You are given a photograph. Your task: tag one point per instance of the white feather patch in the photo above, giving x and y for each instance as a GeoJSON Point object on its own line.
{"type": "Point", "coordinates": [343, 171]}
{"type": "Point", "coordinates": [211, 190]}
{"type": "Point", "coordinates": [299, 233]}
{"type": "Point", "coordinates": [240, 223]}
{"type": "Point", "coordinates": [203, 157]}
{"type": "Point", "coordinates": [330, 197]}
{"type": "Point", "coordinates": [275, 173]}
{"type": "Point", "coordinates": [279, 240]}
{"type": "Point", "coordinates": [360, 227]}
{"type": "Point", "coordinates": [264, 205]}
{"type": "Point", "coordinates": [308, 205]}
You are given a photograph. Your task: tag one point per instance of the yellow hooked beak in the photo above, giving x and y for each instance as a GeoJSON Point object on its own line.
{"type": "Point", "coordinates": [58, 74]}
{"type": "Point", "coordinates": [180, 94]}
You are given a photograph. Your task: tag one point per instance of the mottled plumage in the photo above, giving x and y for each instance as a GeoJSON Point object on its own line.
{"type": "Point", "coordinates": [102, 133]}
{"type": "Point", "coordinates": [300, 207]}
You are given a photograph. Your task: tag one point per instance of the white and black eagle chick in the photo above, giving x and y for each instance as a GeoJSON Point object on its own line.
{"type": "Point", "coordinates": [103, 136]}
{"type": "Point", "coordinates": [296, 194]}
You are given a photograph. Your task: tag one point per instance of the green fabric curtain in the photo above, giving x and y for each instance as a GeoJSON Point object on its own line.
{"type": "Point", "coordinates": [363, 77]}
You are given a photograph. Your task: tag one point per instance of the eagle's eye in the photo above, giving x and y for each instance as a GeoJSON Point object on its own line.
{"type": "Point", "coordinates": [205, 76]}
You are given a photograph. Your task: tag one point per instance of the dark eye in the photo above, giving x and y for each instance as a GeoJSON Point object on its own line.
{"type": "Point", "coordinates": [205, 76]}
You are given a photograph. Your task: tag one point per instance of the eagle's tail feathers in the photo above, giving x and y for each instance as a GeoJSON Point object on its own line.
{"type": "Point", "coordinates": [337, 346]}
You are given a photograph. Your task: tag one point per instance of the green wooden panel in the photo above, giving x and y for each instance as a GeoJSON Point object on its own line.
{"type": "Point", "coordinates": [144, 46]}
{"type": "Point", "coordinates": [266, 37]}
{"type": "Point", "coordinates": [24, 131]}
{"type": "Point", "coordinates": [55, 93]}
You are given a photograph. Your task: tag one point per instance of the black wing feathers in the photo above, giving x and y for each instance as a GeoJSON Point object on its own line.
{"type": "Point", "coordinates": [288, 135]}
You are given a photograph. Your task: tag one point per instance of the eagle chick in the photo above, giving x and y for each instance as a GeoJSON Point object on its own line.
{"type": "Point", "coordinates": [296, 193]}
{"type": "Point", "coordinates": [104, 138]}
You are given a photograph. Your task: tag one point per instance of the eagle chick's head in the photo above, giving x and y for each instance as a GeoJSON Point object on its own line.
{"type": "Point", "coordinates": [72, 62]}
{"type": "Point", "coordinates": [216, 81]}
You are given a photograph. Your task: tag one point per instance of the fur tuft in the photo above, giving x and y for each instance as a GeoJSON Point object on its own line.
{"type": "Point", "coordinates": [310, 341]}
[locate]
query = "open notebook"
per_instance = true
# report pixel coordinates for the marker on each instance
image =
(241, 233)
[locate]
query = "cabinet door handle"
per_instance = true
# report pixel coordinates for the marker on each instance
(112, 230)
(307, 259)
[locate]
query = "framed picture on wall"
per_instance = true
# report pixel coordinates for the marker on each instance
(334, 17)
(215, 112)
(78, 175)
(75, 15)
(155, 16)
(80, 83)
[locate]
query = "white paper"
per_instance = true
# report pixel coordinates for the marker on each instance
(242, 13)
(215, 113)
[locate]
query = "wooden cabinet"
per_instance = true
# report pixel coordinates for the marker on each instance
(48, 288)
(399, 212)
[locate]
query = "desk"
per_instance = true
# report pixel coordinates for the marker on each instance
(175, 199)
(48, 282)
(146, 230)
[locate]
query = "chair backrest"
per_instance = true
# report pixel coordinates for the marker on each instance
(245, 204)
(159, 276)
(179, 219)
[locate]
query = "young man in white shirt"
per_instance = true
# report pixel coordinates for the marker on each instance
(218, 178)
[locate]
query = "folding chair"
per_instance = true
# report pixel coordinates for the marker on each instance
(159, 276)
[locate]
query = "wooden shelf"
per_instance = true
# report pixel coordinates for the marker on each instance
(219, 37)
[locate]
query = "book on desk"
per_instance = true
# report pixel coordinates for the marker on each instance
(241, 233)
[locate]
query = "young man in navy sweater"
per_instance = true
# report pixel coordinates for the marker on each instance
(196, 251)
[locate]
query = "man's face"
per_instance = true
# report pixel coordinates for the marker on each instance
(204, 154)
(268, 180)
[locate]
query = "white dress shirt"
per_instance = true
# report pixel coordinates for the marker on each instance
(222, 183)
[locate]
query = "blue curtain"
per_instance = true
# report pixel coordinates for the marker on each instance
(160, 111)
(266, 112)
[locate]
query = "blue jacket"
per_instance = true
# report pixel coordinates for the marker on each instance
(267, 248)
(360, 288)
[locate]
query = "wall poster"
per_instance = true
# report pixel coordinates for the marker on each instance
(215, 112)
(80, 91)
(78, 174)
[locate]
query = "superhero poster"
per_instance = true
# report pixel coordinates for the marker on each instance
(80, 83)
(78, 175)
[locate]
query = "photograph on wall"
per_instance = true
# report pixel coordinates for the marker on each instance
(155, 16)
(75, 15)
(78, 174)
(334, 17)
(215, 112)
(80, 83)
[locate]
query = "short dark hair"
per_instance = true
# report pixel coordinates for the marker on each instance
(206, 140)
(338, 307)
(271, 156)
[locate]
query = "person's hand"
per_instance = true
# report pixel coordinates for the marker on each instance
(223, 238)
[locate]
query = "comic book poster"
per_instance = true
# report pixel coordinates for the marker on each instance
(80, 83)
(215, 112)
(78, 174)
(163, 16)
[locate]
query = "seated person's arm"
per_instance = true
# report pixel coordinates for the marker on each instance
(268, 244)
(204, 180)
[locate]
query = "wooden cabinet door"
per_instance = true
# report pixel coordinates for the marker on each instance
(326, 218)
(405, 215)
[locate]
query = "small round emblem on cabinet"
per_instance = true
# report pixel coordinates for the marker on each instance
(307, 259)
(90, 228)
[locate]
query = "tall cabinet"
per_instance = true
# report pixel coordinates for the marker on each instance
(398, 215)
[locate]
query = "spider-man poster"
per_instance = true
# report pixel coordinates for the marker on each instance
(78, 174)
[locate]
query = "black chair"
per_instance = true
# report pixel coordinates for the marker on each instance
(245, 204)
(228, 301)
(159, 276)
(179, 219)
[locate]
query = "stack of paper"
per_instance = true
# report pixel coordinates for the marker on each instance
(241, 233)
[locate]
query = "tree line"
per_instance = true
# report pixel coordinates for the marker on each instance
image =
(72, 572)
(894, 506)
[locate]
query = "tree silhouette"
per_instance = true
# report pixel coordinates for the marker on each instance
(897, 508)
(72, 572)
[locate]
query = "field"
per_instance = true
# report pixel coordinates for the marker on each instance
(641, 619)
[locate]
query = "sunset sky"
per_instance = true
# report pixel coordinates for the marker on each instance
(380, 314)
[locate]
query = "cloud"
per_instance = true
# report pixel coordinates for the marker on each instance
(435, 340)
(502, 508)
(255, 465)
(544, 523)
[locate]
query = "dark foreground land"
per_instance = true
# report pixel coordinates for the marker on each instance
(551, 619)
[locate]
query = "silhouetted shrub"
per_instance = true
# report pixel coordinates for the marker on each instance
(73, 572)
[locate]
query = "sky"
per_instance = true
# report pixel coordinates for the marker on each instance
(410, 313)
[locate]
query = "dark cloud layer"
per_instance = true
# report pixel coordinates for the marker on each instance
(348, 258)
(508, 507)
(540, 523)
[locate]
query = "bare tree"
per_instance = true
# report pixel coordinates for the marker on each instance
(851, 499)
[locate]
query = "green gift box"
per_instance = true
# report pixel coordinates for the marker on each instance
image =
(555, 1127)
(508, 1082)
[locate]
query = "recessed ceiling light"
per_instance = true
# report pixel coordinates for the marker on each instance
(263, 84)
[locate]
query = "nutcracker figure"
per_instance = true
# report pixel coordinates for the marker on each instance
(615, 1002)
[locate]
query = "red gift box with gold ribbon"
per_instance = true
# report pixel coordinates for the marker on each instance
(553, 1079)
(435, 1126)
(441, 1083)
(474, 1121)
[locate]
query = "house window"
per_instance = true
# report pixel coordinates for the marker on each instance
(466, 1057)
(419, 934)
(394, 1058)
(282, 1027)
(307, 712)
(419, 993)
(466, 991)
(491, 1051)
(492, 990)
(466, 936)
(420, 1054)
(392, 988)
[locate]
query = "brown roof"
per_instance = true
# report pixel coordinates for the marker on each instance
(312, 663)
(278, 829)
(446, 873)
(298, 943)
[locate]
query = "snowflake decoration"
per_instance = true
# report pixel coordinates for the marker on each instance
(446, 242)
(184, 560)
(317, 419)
- - - - -
» What to produce: Wherever the string "poster" appears in the entries above, return the line it appears on.

» Written answer:
query = "wall poster"
query = "superhero poster"
query = "comic book poster"
query = "spider-man poster"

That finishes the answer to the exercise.